• Challenge: Take the entries below and print all of them exactly, please.

________________________

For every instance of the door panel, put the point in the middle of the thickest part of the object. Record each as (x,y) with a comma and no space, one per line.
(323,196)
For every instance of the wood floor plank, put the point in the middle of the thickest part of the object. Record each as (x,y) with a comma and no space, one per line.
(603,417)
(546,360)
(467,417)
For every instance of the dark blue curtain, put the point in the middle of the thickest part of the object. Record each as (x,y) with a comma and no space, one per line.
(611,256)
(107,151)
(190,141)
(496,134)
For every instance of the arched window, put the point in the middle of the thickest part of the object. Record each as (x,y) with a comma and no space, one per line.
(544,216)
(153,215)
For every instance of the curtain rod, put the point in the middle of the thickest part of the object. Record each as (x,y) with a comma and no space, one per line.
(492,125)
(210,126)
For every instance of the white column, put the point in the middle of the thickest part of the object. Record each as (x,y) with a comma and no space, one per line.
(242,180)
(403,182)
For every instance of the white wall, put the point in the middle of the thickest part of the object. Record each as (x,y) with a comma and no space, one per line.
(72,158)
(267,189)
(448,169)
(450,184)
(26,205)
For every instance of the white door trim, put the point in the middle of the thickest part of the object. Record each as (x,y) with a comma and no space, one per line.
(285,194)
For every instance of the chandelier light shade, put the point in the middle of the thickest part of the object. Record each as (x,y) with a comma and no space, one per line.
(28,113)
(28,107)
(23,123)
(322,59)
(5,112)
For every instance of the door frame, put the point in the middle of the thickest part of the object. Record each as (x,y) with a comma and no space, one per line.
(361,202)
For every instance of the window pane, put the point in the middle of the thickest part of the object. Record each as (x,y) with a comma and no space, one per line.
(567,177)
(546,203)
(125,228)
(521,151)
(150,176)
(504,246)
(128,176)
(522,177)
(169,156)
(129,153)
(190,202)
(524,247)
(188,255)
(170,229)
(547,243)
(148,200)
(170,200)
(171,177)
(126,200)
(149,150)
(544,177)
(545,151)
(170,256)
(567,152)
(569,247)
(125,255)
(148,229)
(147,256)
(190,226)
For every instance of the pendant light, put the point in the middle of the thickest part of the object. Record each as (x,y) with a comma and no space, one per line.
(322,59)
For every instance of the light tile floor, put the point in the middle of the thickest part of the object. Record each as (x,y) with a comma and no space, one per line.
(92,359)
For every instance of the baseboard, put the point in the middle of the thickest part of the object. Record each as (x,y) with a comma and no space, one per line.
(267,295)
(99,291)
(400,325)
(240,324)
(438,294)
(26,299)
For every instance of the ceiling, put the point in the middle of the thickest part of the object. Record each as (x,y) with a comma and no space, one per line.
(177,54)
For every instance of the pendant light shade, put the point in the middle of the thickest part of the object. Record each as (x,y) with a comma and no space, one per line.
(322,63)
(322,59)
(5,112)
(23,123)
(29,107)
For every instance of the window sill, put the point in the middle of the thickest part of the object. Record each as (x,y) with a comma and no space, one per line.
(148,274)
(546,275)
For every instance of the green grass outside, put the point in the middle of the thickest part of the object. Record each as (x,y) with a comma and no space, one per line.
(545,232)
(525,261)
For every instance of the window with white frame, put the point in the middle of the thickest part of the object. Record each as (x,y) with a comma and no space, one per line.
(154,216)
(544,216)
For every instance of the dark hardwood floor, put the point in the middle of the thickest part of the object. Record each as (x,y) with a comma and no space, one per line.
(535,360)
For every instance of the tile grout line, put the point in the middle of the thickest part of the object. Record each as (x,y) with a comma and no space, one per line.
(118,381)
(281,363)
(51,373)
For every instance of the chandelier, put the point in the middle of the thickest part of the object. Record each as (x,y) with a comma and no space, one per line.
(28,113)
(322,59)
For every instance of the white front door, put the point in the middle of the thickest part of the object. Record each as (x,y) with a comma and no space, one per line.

________________________

• Result of this exercise:
For every instance of the door panel, put the point in the middle of the thickest part of the object. Record each as (x,y) with a comma and no space, one per line.
(323,196)
For every instance of the wood floor plank, put the point in the middle of the thickest part of the object. Record each as (x,y) with a comma and no space, one per line.
(603,417)
(546,360)
(467,417)
For every instance of the dark blue curtain, put the point in the middle of the thickest part of the object. Record each as (x,y) with a comma and no space, one per line.
(611,256)
(107,151)
(190,141)
(496,134)
For every instance of the arched window, put the point in the middle of the thickest part of the object. Record each as (x,y) with a comma and no space, one per line.
(544,216)
(153,215)
For every instance of the curtain rod, put the point in the middle of the thickest part of the object. Record each as (x,y) with a comma and no space, one per line.
(492,125)
(210,126)
For every instance of the white column, put the point in the middle of the thickest part of the object. Record each as (x,y) with a comma and no space, one per line.
(242,180)
(403,182)
For every instance of the white wall, put the point in the middle of the thickest part of the object. Record each as (x,y) with a comma and no space, one per line.
(72,158)
(267,189)
(448,169)
(450,184)
(26,205)
For every instance of the white door trim, put the point in the middle of the thickest part of the object. Record each as (x,y) with a comma and no space, one per line.
(285,194)
For every instance of the chandelier light shade, put the point in the middle of the thickest part of the object. Record each as (x,y) with a comma and no space, one per line.
(28,113)
(28,107)
(23,123)
(322,59)
(5,112)
For every instance of the door frame, put the point in the middle of the thickest part of the object. Record each as (x,y) with a comma and no space, one per line.
(361,202)
For every instance of the window pane, put the point in the middle of the thickest part of the object. Record each as (x,y) with a comma and no space, one per line.
(567,177)
(546,203)
(125,228)
(521,151)
(150,176)
(504,246)
(128,176)
(522,177)
(169,156)
(129,153)
(190,202)
(524,247)
(188,255)
(170,229)
(547,243)
(148,200)
(170,200)
(171,177)
(126,200)
(149,150)
(544,177)
(545,151)
(170,256)
(567,152)
(569,247)
(125,255)
(148,229)
(147,256)
(190,226)
For every instance of the pendant light, put the point in the middle of the thickest part of the object. Record each as (x,y) with a comma and no space, one per line.
(322,59)
For every instance of the light tile floor, put the point in the middle of the thickest part of the object. Record each as (x,y) with a comma and no space, one per line.
(92,359)
For every instance of the baseboard, put the point in the middle of the thickest part of the object. Record each as (x,y) with a comma and no space, one per line.
(267,295)
(99,291)
(400,325)
(240,324)
(438,294)
(26,299)
For every instance of the ceiling, put the point in the middle of the thickest part of the object. Record each as (x,y) with a comma and no space, one per line.
(177,54)
For every instance of the pendant light shade, put the point in the middle of the thickest part of the object. Record each as (x,y) with a comma and no space, one per line.
(322,63)
(322,59)
(5,112)
(23,123)
(29,107)
For every instance of the window sill, put the point in the middle of the thickest part of the object. Record each as (x,y) with a comma and no space, one per line.
(148,274)
(546,275)
For every instance of the green grass outside, put the point in the middle of the thickest part of the object. Record each as (x,y) with a comma and no space, one per line.
(545,232)
(525,261)
For every instance of the window with white frame, put the point in the middle of the thickest part of the object. Record each as (x,y) with a comma and no space, one per line.
(154,216)
(544,216)
For every instance of the dark hardwood floor, put the point in the middle of the thickest part of the object. Record each as (x,y) with a comma and no space, one per line.
(535,360)
For every instance of the tile grout line, put the point in the middle of the thickest part of the object. Record each as (x,y) with a comma and no space, one per line.
(118,381)
(281,363)
(51,373)
For every instance of the chandelier, put the point in the middle of the thickest part of the object. Record each as (x,y) with a comma and no space, one per line.
(28,113)
(322,59)
For every instance of the white front door, put the point in the middle of the thickest part of the object. Record each as (x,y) with a comma and no space, one per line.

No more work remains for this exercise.